-- Exercise brief --
Write out the full set of records below exactly.

-- Excerpts of pointing data --
+++

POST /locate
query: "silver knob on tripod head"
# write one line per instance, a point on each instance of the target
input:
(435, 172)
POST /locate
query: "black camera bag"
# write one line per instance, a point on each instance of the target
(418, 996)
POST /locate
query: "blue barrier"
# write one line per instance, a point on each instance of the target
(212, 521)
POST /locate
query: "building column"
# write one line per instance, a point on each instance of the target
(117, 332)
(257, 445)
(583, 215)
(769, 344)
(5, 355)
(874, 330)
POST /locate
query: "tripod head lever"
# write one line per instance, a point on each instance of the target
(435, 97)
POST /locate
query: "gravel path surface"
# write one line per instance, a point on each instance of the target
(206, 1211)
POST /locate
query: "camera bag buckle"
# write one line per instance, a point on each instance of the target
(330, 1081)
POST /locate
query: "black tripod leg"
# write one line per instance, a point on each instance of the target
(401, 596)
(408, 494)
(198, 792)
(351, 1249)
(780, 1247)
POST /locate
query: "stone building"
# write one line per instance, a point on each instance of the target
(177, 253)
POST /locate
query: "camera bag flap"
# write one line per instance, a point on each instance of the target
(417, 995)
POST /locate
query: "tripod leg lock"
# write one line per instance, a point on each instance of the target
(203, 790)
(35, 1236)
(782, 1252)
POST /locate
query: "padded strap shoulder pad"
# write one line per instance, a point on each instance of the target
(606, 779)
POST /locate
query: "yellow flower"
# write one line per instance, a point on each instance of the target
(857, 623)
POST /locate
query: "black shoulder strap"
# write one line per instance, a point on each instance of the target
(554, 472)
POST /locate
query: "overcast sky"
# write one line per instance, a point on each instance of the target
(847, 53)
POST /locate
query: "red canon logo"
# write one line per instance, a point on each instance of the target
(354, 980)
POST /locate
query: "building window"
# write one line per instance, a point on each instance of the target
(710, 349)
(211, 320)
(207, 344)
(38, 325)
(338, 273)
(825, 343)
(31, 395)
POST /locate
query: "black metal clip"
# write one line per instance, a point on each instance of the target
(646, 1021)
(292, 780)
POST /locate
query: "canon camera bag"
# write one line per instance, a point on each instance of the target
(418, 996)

+++

-- Answer to the exercise --
POST /locate
query: "silver knob on tripod head"
# write one line per instance, a point on each instance of the target
input:
(435, 172)
POST /locate
query: "black camera bag"
# write one line per instance, a point on each instance of the target
(418, 996)
POST /locate
query: "blue barrier"
# write one line per instance, a point on each instance of the target
(212, 521)
POST /locate
query: "building column"
# write one line per instance, a point on each instance of the target
(117, 332)
(257, 445)
(583, 215)
(769, 344)
(5, 355)
(874, 330)
POST /locate
query: "tripod head lever"
# write one line per instance, a point on each instance of the target
(435, 97)
POST /locate
query: "gravel path surface"
# write one line per instance, a point on each instance of the target
(206, 1211)
POST /locate
query: "camera bag buckle"
# write one line per instance, a point on each instance of the target
(330, 1081)
POST /locate
query: "black tripod leg"
# write one line per instance, a point on each instance of the target
(401, 596)
(408, 494)
(198, 792)
(351, 1249)
(780, 1247)
POST /locate
query: "stone building"
# write one line per instance, a point on each instance of the target
(177, 253)
POST /locate
query: "camera bag flap"
# write one line per instance, a point on each instance of the target
(417, 995)
POST /locate
query: "tripod leg lock"
# write one line per instance, a point on each instance of the target
(203, 790)
(35, 1236)
(782, 1252)
POST /locate
query: "padded strap shoulder pad"
# write one line per instance, a point on each instance of the target
(606, 779)
POST /locate
query: "yellow flower"
# write one line per instance, a point on each instance of the target
(857, 623)
POST /locate
query: "black shoulder strap"
# write one line per instance, a point on each instance of the target
(554, 472)
POST /locate
query: "overcast sky"
# write one line per instance, a point on each instance of the target
(847, 53)
POST /locate
query: "red canon logo"
# write one line per instance, a point on each instance of the target
(354, 980)
POST /locate
query: "building window"
# write one line per instance, a point on each instance of the target
(710, 349)
(211, 320)
(207, 344)
(38, 325)
(338, 273)
(825, 343)
(31, 395)
POST /locate
query: "black metal clip"
# write one line per instance, a point on each instance of the target
(646, 1021)
(292, 780)
POST /locate
query: "canon camera bag"
# write one line per instance, a point on each instance of the target
(418, 996)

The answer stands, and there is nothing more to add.